- **Records supplied**
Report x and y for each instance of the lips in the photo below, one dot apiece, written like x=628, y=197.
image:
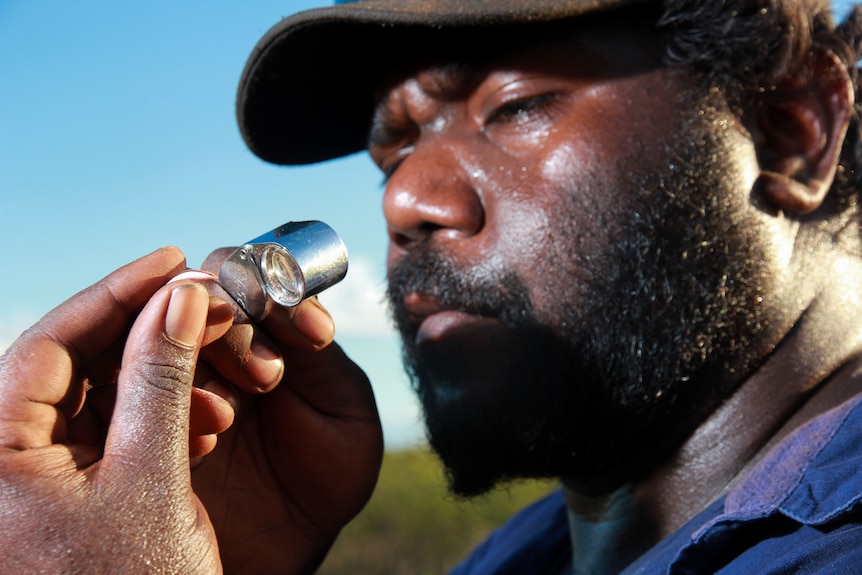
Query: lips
x=437, y=322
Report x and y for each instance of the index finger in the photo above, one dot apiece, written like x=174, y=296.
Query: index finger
x=43, y=367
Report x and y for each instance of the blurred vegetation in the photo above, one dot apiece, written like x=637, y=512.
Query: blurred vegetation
x=413, y=526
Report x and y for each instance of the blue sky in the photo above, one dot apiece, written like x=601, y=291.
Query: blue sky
x=117, y=136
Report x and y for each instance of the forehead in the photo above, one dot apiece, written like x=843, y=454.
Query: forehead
x=620, y=43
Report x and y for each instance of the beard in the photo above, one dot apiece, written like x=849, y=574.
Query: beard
x=647, y=333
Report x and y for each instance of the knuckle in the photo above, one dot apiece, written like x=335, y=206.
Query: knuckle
x=171, y=377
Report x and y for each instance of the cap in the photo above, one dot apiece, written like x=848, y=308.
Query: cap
x=307, y=91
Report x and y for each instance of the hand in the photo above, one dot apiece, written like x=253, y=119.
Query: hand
x=74, y=499
x=303, y=454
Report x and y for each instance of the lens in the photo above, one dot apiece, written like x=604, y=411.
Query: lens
x=281, y=275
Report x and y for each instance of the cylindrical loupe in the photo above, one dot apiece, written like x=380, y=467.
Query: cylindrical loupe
x=292, y=262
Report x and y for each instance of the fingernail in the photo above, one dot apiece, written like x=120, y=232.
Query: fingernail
x=314, y=323
x=193, y=275
x=264, y=364
x=187, y=314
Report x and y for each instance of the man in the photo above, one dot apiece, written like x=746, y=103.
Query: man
x=624, y=252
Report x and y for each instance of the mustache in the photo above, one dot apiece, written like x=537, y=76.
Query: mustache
x=489, y=289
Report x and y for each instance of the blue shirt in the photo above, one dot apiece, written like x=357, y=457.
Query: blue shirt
x=797, y=511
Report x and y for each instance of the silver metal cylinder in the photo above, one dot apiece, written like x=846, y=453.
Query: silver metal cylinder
x=284, y=266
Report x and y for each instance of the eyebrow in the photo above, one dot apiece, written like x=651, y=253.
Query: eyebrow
x=447, y=81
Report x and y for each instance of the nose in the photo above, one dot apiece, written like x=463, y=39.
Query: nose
x=433, y=193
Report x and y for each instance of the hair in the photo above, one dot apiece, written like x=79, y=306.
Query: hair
x=748, y=46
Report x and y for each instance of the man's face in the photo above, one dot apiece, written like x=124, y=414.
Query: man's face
x=575, y=265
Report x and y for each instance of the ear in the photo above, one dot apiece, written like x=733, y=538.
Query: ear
x=802, y=123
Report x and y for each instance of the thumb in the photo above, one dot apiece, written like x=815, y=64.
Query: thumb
x=150, y=424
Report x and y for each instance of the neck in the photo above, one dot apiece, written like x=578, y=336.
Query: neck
x=813, y=369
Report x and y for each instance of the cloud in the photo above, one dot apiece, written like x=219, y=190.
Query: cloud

- **What the exercise asks**
Reproduce the records above exactly, starting with the line that contains "Report x and y for each instance of the hair" and ending with the last line.

- **The solution**
Report x and y for each instance of the hair in the photo above, one dot apiece, written like x=79, y=306.
Query: hair
x=748, y=46
Report x and y for each instance of the man's face in the photo above, one dot apiece, written like x=124, y=414.
Query: man's face
x=575, y=265
Report x and y for each instance of the ear in the photo above, one dot apiece, written like x=733, y=538.
Query: ear
x=802, y=123
Report x and y for each instance of the thumb in the photo above, one dot apiece, written like x=815, y=64.
Query: thumb
x=150, y=424
Report x and y for each instance of the neck in the photo above, one dot apiece, written like x=578, y=336.
Query: neck
x=813, y=369
Report x and y for each instance of the cloud in the photo above, one dot apiece, written like x=219, y=190.
Query: cloud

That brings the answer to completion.